- [ИЗВЛЕЧЁННЫЙ ТЕКСТ]
= = = = =

Жестоким было их положение. Некоторые, конечно, искали покоя и тишины в монастыре; но в те дни монастырь был смертью для мира. О благотворительных орденах Франциска и Доминика тогда еще не мечтали. Только великие созерцательные ордена предлагали абсолютное отречение и абсолютное уединение. Робкие и привязанные к миру сердца не могли так полностью отказаться от него; многие деятельные и энергичные души не чувствовали призвания к мечтательному покою монастырской монахини. И для них мир был суров. Они должны были просить хлеб, который их труд мог заработать лишь в редких случаях. Одно ужасное ремесло, которое желания мужчин всегда оставляют открытым для отчаяния женщин, одно ремесло нашло много последовательниц. Но были чистые и святые женщины, и почтенные женщины, и умирающие женщины, которые не могли жить во грехе. И можно было увидеть на каждой рыночной площади несчастных и голодных просительниц, взывающих: «Ради Бога, дайте нам хлеба; хлеба ради любви Христовой!»

Swestrones Brod durch Got. Сестры хлеба ради Бога. Это имя часто встречается нам в поздних писаниях. Этот необычный титул стал привычным. Ибо когда мы читаем о жалостливом немонастырском благочестии, и когда мы читаем о смиренной заслуге, порицающей грехи высокомерных церковников, и в описаниях странных мистических ересей, и в списках интердиктов и сожжений, мы часто будем встречать в монашеской латыни Германии и Фландрии эту чужеземную фразу: мы снова услышим о Swestrones Brod durch Got.

= = = = =

- [ЗАПИСИ С ДАННЫМИ]
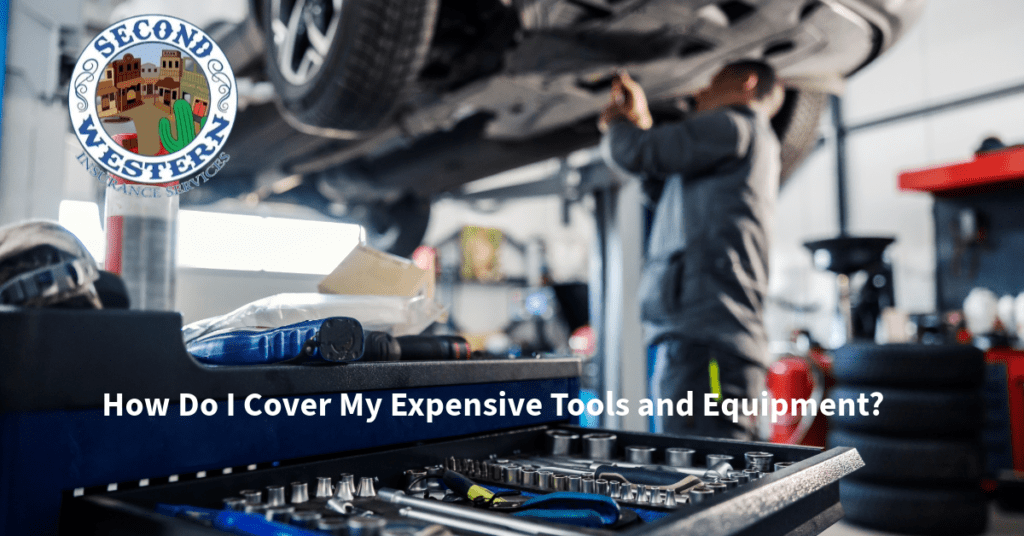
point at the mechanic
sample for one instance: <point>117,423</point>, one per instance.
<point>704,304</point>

= = = = =

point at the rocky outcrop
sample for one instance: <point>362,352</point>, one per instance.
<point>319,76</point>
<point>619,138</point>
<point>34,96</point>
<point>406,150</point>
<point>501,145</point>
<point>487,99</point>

= = = = =

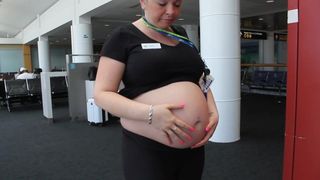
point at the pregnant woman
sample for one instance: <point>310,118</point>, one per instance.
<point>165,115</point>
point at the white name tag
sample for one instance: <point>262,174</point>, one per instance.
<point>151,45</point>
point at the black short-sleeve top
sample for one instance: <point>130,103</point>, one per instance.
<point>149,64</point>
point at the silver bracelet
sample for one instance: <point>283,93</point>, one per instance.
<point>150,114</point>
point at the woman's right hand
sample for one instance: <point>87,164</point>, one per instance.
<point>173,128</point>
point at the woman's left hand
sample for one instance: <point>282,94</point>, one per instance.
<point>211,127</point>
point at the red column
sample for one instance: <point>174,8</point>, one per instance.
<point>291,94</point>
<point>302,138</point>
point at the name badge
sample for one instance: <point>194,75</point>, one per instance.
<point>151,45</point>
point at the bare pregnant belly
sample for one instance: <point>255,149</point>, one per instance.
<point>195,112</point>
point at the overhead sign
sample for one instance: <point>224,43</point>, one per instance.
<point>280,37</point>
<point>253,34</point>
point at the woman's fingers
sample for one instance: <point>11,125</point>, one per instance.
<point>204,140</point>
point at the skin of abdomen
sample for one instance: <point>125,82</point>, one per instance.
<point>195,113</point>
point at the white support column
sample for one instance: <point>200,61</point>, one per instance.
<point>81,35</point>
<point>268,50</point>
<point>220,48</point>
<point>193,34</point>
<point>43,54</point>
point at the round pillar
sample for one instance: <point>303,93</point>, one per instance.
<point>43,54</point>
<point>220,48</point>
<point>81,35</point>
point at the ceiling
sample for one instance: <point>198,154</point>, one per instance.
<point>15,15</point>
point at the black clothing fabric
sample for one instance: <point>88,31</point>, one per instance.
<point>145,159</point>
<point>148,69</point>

= = = = =

- [ЗАДАНИЕ] Перепишите из извлечённого текста дословно фрагмент, начиная со слов «Swestrones Brod durch Got. Сестры» и заканчивая словами «о Swestrones Brod durch Got.» включительно.

- [ОТВЕТ НА ЗАДАНИЕ]
Swestrones Brod durch Got. Сестры хлеба ради Бога. Это имя часто встречается нам в поздних писаниях. Этот необычный титул стал привычным. Ибо когда мы читаем о жалостливом немонастырском благочестии, и когда мы читаем о смиренной заслуге, порицающей грехи высокомерных церковников, и в описаниях странных мистических ересей, и в списках интердиктов и сожжений, мы часто будем встречать в монашеской латыни Германии и Фландрии эту чужеземную фразу: мы снова услышим о Swestrones Brod durch Got.